◆ **Record list**
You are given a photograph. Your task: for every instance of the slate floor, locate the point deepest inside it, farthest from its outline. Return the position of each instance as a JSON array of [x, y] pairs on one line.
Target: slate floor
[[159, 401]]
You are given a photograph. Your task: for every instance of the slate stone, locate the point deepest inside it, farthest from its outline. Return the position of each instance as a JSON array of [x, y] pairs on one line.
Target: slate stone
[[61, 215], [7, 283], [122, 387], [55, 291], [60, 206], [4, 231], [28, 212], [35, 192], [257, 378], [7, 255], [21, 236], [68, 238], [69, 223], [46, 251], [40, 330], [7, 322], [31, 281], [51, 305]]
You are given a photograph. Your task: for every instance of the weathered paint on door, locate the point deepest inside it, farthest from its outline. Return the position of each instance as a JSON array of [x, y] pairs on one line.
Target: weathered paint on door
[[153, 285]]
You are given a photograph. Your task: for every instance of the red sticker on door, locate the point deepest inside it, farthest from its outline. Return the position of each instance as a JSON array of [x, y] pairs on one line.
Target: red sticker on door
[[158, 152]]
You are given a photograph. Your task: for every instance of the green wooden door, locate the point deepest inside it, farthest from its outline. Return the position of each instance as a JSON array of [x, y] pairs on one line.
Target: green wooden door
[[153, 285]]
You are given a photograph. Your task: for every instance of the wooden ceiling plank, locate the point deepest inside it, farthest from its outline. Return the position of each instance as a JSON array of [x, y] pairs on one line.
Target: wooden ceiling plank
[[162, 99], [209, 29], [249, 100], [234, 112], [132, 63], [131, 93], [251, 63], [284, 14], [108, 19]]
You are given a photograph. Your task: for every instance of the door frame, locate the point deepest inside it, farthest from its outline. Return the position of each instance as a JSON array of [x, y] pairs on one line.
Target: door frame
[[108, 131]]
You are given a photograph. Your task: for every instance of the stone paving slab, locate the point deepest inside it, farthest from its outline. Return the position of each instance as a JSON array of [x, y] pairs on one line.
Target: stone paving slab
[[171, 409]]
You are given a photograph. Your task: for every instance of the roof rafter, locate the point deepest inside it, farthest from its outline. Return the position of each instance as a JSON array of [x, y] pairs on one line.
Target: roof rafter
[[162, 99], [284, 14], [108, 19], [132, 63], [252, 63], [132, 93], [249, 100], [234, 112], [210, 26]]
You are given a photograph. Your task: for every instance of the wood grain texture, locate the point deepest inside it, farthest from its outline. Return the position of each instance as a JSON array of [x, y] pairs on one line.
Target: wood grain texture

◆ **What you should do**
Switch "JSON array" to "JSON list" in all of the rows above, and write the lines out again with nothing else changed.

◆ **Answer to this problem**
You are given a photograph. Your task: for every instance of the slate floor, locate the point deepest inside it, farthest from its outline. Return the position of each instance as a JSON list of [x, y] pairs on one line.
Target: slate floor
[[159, 401]]
You are given a photograph. Your task: for every instance of the slate stone, locate the point deepest inside it, farthest from its outline. Return the position of each instance as a JSON list of [x, y] pairs on one line.
Target: slate stone
[[61, 215], [7, 283], [122, 387], [55, 291], [60, 206], [4, 231], [28, 212], [35, 192], [257, 378], [7, 255], [21, 236], [68, 238], [69, 223], [46, 251], [40, 330], [7, 322], [31, 281], [51, 305]]
You are given a photograph. Your task: for every instance of the weathered paint on door, locate the point deepest inside it, farthest from its outline. Return the position of each instance as a JSON list of [x, y] pairs on one line.
Target: weathered paint on door
[[153, 285]]
You are given a photograph. Your task: for every instance of the red sticker on door, locate the point deepest inside it, farthest from its outline. Return the position of each instance as a JSON list of [x, y] pairs on one line.
Target: red sticker on door
[[158, 152]]
You are given a photograph. Your task: for every instance of the green wooden door, locate the point deepest inside it, farthest from its outline. Return the position of each instance as a JSON list of [x, y] pairs on one line.
Target: green wooden door
[[153, 285]]
You are given a photograph. Your task: for every instance of the wooden ceiling plank, locate the point deepest inside it, farthest from its outline. Return the position of each instance as a JSON list of [x, y] pairs on one line.
Target: wooden ceiling plank
[[162, 99], [209, 29], [249, 100], [234, 112], [132, 63], [131, 93], [251, 63], [284, 14], [108, 19]]
You are given a photograph. Your task: for every instance of the door frame, locate the point deepest inside it, farthest from its outline. Return the position of each instance as a JSON list of [x, y] pairs on one line.
Target: door frame
[[108, 131]]
You are given a photograph. Your task: for every instance of the stone paving slab, locate the point deepest inside it, farthest from its outline. Return the position of each instance as a JSON list of [x, y] pairs on one line.
Target: stone paving slab
[[171, 409]]
You are given a photograph. Your task: for every instance of the roof rafter, locate the point deepest inside it, farthest from its outline. Return the position of each instance as a JSON list of [x, y] pairs on one line.
Target: roof rafter
[[162, 99], [284, 14], [108, 19], [132, 63], [252, 63], [132, 93], [249, 100], [234, 112], [210, 26]]
You are given a photograph. Your task: for every instance of the wood grain texture, locate the point deepest inside it, farthest from its outline. Return the position of each instance as a JSON list of [x, y] pairs on one line.
Target: wood grain texture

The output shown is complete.